BRANO CITATO:
★ ★ ★
Riportiamo di seguito integralmente tutte le sue parole.
— Chaco, come lo vedi Santi lì in Italia? Si è parlato molto della possibilità che potesse lasciare il Milan.— No, bene, davvero bene. Sì, a un certo punto ci sono stati molti cambiamenti al Milan: è andato via il direttore sportivo, anche l’allenatore. La verità è che sono andati via i due attaccanti e Santi è rimasto, quindi sì, ci sono state molte voci. Ma alla fine hanno ritenuto che la cosa migliore fosse che Santi restasse.
Quindi lui sta bene, è contento. Si sono dette tante cose durante le vacanze e tutto il resto, ma è tornato ed era in forma. Beh, in realtà stava già bene prima delle vacanze, perché questi giocatori di alto rendimento non è che debbano fare addominali tutti i giorni. Una settimana senza allenarsi non succede nulla. Non smettono mai veramente di lavorare, sono sempre attivi. E niente, è molto felice fin dall’inizio.
Quando eravamo in Olanda, aveva opzioni con altre squadre, ma quando è spuntato il Milan ha detto: “Milan”. Ed è stato tutto Milan, Milan, Milan. Su sette opzioni, quando è arrivato il Milan per lui è stato subito chiaro. Quindi tutto quello che sta vivendo lì è un sogno, e noi lo stiamo accompagnando sempre.
— Ha già segnato, ed è una gran notizia, no?— Sì, sì. In verità parlavo molto con lui e non mi preoccupava troppo la mancanza di gol, perché si creava occasioni. Ne parlavamo molto anche con il profe Mesa, che è una sorta di mentore per la sua carriera. Santi parla con lui, anch’io, e spesso quello che gli dicevamo era che doveva restare tranquillo. Perché, al di là del gol, si stava creando opportunità, lavorando per la squadra, facendo quello che l’allenatore chiedeva. Tutto quello che diceva Allegri, noi lo vedevamo, ma mancava il gol.
E non ho dubbi. Dopo la partita del weekend, appena finita, mi ha detto: “Tranquillo, i gol arriveranno.”— Chi te l’ha detto?— Santi.
E la verità è che lui è molto felice. È un ragazzo di qui, dà tutto quello che ha.
★ ★ ★
MATERIALE:

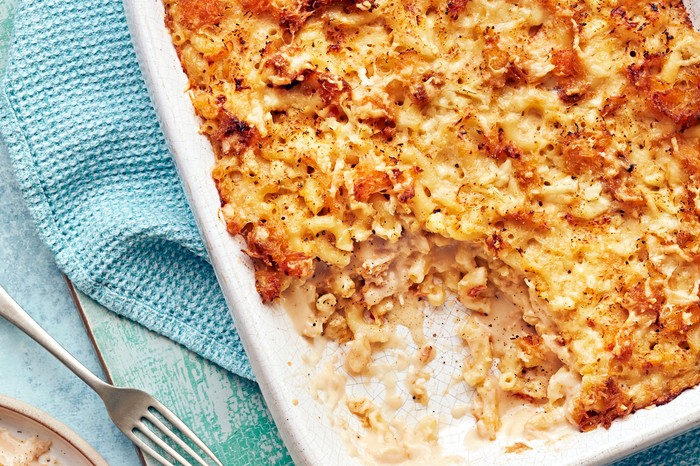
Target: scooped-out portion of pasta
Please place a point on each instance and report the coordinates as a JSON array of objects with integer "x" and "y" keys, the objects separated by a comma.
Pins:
[{"x": 546, "y": 153}]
★ ★ ★
CONSEGNA 1: Come viene descritto il profe Mesa nel brano?
CONSEGNA 2: Ricopia dal brano il tratto da "Quando eravamo in" fino a "stiamo accompagnando sempre." compreso.
Il materiale non ha alcun legame con il brano.

RISPOSTA SCRITTA 1: È una sorta di mentore per la carriera di Santi.

RISPOSTA SCRITTA 2:
Quando eravamo in Olanda, aveva opzioni con altre squadre, ma quando è spuntato il Milan ha detto: “Milan”. Ed è stato tutto Milan, Milan, Milan. Su sette opzioni, quando è arrivato il Milan per lui è stato subito chiaro. Quindi tutto quello che sta vivendo lì è un sogno, e noi lo stiamo accompagnando sempre.